- _Listed entries_

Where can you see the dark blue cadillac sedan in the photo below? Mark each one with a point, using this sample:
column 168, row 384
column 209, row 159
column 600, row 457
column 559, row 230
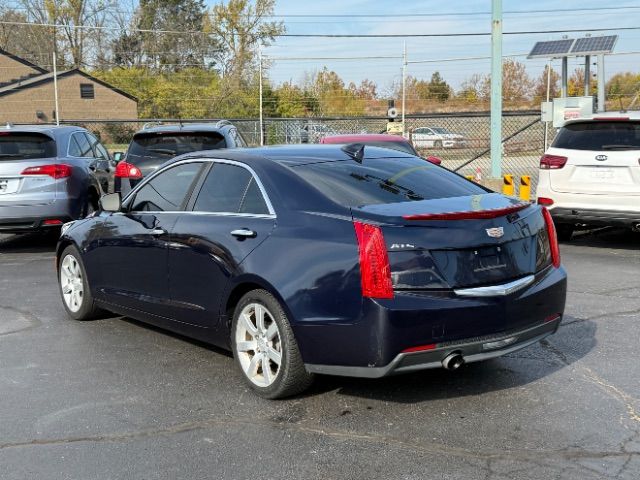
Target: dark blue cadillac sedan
column 320, row 260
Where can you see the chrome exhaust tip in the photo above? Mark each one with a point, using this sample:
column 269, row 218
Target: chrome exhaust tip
column 453, row 361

- _To do_
Revise the material above so that every "photo" becomes "image", keeping everything else unchanged. Leave the pictures out.

- _The solution_
Where can you see the dark blue cadillac sedan in the image below? Mark each one with a point, using this sample:
column 168, row 384
column 209, row 159
column 600, row 457
column 559, row 230
Target: dark blue cadillac sedan
column 320, row 260
Where can you see the chrome exhaust tip in the image above? Mark each one with a point, using this sample:
column 269, row 218
Target: chrome exhaust tip
column 453, row 361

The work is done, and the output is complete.